Data items
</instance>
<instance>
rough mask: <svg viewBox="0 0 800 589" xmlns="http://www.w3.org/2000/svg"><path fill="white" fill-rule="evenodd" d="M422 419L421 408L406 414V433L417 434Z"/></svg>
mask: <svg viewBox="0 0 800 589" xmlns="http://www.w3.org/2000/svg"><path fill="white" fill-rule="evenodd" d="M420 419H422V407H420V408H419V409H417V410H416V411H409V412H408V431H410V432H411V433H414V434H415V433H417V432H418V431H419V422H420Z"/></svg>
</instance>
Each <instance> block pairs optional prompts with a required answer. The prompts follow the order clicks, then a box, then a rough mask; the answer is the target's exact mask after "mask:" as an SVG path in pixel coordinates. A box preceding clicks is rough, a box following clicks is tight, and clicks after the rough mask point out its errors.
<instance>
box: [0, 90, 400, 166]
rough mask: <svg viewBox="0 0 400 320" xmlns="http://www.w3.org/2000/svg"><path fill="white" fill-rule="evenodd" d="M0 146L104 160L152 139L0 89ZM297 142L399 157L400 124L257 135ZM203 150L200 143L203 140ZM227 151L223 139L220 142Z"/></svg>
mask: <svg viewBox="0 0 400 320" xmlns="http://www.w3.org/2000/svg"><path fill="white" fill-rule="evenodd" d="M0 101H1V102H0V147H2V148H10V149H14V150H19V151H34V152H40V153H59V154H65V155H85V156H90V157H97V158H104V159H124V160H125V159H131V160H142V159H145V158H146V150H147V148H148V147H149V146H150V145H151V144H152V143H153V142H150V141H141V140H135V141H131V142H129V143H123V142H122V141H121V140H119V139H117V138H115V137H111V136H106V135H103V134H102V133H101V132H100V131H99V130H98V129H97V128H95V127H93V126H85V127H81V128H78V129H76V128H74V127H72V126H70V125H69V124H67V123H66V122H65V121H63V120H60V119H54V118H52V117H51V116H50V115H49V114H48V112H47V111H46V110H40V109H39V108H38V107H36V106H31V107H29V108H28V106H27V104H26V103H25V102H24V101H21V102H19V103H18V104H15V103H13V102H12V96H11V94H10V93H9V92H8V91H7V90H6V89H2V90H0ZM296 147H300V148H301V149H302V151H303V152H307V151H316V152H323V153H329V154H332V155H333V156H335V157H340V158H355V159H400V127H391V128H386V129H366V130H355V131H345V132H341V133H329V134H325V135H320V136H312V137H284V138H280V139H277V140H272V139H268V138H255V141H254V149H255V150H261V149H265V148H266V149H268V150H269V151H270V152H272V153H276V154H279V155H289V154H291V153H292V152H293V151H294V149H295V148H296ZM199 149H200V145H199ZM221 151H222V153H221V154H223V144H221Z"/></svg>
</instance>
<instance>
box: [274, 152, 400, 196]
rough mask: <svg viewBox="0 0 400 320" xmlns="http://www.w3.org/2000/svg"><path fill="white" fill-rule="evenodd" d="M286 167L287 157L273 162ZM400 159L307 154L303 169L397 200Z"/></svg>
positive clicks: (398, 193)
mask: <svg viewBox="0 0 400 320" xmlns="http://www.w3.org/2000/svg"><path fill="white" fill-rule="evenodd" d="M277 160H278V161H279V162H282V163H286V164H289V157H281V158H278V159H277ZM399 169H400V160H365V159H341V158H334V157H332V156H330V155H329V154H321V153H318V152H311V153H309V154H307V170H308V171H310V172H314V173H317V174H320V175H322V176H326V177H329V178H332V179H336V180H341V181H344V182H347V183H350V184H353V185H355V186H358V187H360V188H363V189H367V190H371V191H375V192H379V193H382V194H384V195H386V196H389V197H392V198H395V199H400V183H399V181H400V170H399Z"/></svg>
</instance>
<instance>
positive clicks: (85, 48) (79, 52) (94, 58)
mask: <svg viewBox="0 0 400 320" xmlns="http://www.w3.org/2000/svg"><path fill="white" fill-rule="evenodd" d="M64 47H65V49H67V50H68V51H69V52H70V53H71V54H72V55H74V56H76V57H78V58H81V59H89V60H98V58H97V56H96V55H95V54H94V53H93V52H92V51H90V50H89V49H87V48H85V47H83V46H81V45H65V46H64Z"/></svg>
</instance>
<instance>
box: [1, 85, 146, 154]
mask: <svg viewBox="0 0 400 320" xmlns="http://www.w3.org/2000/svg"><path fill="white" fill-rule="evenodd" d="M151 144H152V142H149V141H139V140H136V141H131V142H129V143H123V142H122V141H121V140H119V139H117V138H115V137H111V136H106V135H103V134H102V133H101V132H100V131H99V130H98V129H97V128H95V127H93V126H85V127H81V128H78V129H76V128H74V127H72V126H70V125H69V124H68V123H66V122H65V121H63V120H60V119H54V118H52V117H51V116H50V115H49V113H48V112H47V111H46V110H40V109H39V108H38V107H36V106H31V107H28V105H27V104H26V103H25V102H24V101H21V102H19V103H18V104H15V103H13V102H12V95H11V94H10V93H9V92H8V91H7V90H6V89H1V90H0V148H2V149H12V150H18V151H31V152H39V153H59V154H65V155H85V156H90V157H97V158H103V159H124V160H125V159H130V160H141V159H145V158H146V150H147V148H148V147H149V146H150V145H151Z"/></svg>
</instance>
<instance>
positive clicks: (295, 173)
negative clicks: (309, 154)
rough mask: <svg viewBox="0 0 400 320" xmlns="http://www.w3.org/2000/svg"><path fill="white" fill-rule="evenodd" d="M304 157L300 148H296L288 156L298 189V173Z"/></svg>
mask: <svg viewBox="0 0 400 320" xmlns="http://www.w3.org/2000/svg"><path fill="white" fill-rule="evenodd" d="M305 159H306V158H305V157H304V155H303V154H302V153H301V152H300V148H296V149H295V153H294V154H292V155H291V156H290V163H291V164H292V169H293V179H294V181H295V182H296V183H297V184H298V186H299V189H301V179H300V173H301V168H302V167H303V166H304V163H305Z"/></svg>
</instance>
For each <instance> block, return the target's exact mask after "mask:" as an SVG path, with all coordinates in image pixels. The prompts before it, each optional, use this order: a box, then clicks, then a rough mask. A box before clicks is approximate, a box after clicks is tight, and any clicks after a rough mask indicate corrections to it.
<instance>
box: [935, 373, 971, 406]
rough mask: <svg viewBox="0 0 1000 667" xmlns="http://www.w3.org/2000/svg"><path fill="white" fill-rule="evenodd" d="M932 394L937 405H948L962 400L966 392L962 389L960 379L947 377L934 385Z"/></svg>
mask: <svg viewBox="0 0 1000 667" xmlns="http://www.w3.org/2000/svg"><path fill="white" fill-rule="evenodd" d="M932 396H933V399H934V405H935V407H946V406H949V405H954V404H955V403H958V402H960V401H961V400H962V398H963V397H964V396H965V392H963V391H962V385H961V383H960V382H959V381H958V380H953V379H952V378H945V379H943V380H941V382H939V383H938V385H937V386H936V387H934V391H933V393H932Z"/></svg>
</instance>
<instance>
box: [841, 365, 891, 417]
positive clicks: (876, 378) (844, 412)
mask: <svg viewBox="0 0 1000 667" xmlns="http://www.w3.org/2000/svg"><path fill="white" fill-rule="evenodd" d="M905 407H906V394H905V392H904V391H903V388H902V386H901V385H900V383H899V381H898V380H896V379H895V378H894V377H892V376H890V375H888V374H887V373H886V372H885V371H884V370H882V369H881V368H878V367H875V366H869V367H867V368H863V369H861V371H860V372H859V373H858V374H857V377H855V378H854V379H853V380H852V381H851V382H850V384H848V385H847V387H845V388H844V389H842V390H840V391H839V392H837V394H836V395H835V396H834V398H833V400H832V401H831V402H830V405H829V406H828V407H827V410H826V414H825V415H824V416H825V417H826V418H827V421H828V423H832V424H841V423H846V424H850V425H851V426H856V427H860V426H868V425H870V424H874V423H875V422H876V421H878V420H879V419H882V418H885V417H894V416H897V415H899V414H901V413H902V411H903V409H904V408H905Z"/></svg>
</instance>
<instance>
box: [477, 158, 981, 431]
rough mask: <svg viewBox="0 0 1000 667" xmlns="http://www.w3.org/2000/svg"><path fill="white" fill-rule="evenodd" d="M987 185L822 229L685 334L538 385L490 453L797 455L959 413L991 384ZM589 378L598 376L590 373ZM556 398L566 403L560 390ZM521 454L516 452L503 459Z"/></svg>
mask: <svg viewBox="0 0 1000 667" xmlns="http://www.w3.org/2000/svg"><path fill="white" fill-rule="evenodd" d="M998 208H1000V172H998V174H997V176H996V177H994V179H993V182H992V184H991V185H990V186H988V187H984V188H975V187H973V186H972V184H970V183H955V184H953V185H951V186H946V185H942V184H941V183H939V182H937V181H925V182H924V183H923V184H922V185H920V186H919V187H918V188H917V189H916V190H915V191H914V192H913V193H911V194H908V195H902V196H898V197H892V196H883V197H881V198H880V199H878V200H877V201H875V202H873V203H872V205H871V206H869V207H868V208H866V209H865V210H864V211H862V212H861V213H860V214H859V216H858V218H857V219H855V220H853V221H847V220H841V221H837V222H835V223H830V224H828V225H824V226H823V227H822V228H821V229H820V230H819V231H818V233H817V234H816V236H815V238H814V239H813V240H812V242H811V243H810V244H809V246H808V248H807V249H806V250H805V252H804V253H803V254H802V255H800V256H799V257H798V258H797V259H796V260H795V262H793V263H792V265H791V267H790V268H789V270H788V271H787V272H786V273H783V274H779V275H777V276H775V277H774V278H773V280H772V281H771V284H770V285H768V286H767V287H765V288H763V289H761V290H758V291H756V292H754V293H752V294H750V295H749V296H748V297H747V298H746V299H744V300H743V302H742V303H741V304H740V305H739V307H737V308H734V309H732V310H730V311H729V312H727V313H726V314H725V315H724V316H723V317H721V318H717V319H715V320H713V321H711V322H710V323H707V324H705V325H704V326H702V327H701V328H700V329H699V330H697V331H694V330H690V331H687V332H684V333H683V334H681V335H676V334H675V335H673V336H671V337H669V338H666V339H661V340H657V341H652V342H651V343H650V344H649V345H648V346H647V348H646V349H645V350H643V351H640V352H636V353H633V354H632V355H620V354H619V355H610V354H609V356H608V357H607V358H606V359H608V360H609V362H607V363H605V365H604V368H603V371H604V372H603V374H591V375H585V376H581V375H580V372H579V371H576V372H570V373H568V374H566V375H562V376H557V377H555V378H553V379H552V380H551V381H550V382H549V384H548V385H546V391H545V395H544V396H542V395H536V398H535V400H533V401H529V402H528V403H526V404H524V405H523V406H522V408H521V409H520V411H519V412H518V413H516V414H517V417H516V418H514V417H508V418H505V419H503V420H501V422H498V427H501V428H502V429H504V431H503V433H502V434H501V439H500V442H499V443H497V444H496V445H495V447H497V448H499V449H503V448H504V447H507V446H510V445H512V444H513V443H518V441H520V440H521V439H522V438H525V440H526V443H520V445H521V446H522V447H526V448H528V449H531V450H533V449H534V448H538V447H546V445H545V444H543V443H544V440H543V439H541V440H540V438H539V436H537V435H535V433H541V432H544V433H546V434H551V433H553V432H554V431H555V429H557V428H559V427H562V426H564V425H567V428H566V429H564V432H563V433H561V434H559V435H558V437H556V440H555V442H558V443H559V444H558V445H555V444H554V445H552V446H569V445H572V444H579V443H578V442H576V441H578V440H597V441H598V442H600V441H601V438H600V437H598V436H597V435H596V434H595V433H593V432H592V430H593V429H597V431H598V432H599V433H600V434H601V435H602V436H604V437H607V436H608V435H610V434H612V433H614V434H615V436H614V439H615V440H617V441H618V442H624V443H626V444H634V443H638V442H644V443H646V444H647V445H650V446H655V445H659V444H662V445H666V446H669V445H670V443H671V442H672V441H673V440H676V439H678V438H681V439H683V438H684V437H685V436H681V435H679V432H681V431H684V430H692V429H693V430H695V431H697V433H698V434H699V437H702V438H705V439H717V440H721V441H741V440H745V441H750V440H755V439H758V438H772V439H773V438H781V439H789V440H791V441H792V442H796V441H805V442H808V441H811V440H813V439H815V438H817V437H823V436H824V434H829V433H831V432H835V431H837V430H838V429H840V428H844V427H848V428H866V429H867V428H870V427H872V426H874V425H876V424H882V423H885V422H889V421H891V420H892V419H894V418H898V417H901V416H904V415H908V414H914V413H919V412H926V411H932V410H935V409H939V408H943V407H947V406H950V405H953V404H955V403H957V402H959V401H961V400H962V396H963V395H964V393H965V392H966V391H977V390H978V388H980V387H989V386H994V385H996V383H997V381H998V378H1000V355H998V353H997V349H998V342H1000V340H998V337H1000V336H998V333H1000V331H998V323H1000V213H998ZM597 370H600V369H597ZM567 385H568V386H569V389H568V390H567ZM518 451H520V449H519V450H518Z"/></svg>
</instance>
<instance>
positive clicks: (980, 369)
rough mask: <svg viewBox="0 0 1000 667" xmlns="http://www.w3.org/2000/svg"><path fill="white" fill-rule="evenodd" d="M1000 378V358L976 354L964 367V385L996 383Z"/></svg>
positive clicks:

# Work instruction
Take the line above containing "box: [0, 90, 400, 166]", the line containing "167L287 157L273 162ZM400", and all lines in between, and copy them exactly without anything else.

# Exercise output
box: [0, 90, 400, 166]
rough mask: <svg viewBox="0 0 400 320" xmlns="http://www.w3.org/2000/svg"><path fill="white" fill-rule="evenodd" d="M0 146L104 160L152 139L0 89ZM297 142L399 157L400 124L257 135ZM203 150L200 143L203 140ZM227 151L223 139L220 142Z"/></svg>
mask: <svg viewBox="0 0 400 320" xmlns="http://www.w3.org/2000/svg"><path fill="white" fill-rule="evenodd" d="M0 101H1V102H0V147H2V148H10V149H14V150H19V151H34V152H40V153H59V154H65V155H85V156H90V157H97V158H104V159H124V160H125V159H131V160H142V159H145V158H146V150H147V148H148V147H149V146H150V145H151V144H152V143H153V142H150V141H141V140H135V141H131V142H129V143H123V142H122V141H121V140H119V139H117V138H115V137H111V136H106V135H103V134H102V133H101V132H100V131H99V130H98V129H97V128H95V127H93V126H85V127H81V128H78V129H76V128H74V127H72V126H70V125H69V124H67V123H66V122H65V121H63V120H60V119H54V118H52V117H51V116H50V115H49V114H48V112H47V111H46V110H40V109H39V108H38V107H36V106H31V107H29V108H28V106H27V104H26V103H25V102H24V101H21V102H19V103H18V104H15V103H13V102H12V96H11V94H10V93H9V92H8V91H7V90H6V89H2V90H0ZM296 147H300V148H301V149H302V151H303V152H307V151H316V152H323V153H329V154H332V155H333V156H335V157H340V158H355V159H400V127H391V128H386V129H366V130H355V131H345V132H341V133H329V134H325V135H320V136H312V137H284V138H280V139H277V140H272V139H268V138H255V141H254V149H255V150H261V149H265V148H266V149H268V150H269V151H270V152H272V153H276V154H279V155H289V154H291V153H292V152H293V151H294V149H295V148H296ZM199 149H200V145H199ZM221 151H222V153H221V154H223V144H221Z"/></svg>
</instance>
<instance>
box: [274, 152, 400, 196]
rough mask: <svg viewBox="0 0 400 320" xmlns="http://www.w3.org/2000/svg"><path fill="white" fill-rule="evenodd" d="M286 167L287 157L273 162ZM400 159L307 154L303 169L397 200Z"/></svg>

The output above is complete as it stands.